▶ Job
Convert the records below into a two-column CSV with the headers instruction and answer. Give one row per record, with the record's text and its answer each in a single quoted field, line breaks replaced by spaces, and the pictures left out.

▶ Exercise data
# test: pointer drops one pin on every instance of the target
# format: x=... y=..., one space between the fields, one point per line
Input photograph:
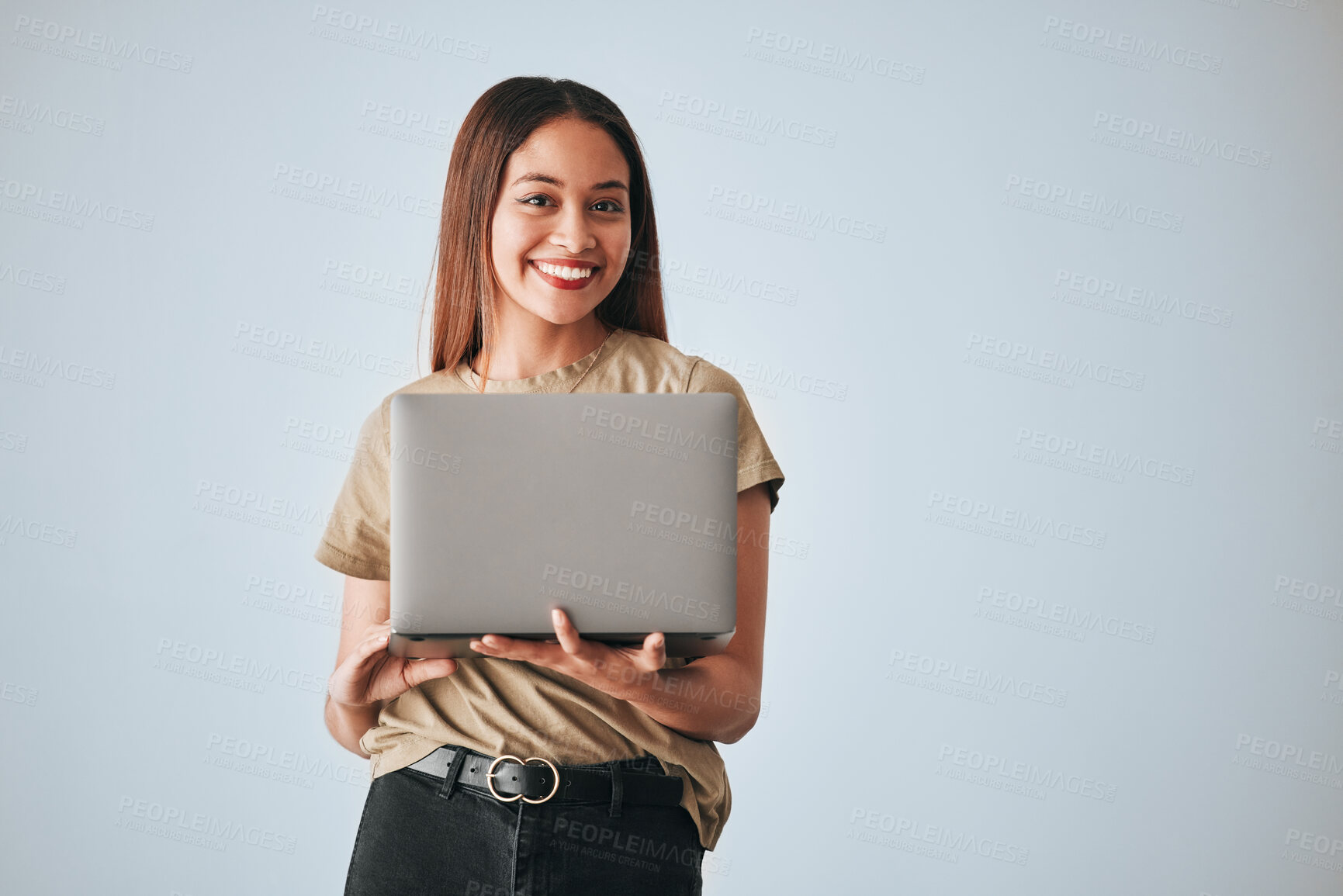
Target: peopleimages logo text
x=1141 y=47
x=1098 y=203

▶ Response for this exercise
instruction,answer
"# test: pointer drops one pin on every instance of the target # format: x=... y=..., one space between the fields, one point per line Input photograph: Target: peopleimages logo text","x=1141 y=47 x=1098 y=203"